Copy out every one of the entries below word for word, leaving each line unchanged.

**Exercise material:**
—————

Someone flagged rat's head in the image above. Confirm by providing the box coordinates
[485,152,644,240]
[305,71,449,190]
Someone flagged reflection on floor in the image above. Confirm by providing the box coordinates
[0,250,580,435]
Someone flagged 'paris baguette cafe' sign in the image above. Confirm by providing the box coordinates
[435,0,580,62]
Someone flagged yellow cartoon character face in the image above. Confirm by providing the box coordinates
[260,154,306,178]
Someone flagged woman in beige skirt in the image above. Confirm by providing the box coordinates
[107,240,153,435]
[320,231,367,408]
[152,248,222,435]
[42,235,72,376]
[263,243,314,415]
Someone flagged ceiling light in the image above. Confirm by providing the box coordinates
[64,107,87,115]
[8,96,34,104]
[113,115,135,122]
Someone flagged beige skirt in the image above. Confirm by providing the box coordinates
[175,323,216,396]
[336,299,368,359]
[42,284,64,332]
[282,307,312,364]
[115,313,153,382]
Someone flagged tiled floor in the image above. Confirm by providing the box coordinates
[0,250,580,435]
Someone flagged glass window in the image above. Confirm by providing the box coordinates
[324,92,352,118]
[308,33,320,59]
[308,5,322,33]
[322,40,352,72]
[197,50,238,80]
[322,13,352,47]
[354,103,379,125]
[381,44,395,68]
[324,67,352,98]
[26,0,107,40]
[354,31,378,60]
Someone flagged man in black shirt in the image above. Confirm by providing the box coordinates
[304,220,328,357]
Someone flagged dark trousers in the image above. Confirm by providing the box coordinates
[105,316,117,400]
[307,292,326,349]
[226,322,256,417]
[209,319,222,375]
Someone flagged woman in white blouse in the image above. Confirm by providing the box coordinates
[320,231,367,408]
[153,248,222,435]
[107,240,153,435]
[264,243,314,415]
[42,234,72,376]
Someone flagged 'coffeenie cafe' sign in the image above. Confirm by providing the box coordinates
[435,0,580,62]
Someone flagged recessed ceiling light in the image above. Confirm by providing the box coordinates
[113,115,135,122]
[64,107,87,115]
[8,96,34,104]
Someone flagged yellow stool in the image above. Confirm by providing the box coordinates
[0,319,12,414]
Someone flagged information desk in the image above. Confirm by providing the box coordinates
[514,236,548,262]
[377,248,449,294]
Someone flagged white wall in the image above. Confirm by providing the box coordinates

—————

**Correct result:**
Someone flagged rat's head in the image above. Confirm by providing the box coordinates
[485,152,644,240]
[305,71,449,190]
Someone flagged reflection on floor in the image above. Confirm by providing the box coordinates
[0,250,580,435]
Someone flagged 'paris baguette cafe' sign in the image above. Confirm by providing the box coordinates
[435,0,580,62]
Someone flagged yellow cartoon character face in the image above. Confirm by providing the box coordinates
[260,154,306,178]
Someone flagged woman in beige skirt in the image above. Confirm by providing the box coordinates
[107,240,153,435]
[320,231,367,408]
[152,248,222,435]
[42,235,72,376]
[263,243,314,415]
Someone flagged ceiling light in the image above. Confirm by providing the box coordinates
[64,107,87,115]
[8,96,34,104]
[113,115,135,122]
Someone flagged beige skirt in the image above. Confirm by providing the box coordinates
[175,323,216,396]
[336,299,368,359]
[42,284,64,332]
[282,307,312,364]
[115,313,153,382]
Someone flagged tiled floor in the image above. Confirm by providing the box coordinates
[0,250,580,435]
Someone flagged glass window in the image above. Confirm by providing the box coordinates
[324,92,352,118]
[308,33,320,59]
[308,5,322,33]
[322,40,352,72]
[197,50,238,80]
[322,13,352,47]
[354,103,379,125]
[381,44,395,68]
[324,67,352,98]
[26,0,107,40]
[354,31,378,60]
Someone flagged man in black shirt in the image above. Confirm by providing the box coordinates
[304,220,328,357]
Someone flagged dark trousers in the image above. Confirm by providing the box coordinates
[105,316,117,400]
[307,292,326,349]
[226,322,256,417]
[209,319,222,375]
Someone flagged woman in white blouse in the image above. Confirm by providing the box coordinates
[320,231,367,408]
[153,248,222,435]
[107,240,153,435]
[264,243,314,415]
[42,234,72,376]
Someone flagged 'coffeenie cafe' sign in the image above. Confirm by providing the box coordinates
[435,0,580,62]
Someone flagged recessed ceiling light in the image above. Confirm by providing the box coordinates
[113,115,135,122]
[64,107,87,115]
[8,96,34,104]
Someone flagged yellow stool in the image above. Confirm by providing the box coordinates
[0,319,12,414]
Someone flagged information desk in the image above. Confirm by providing the box coordinates
[514,236,548,262]
[377,248,449,294]
Someone flagged white wall in the image above. Confirm by providing the box coordinates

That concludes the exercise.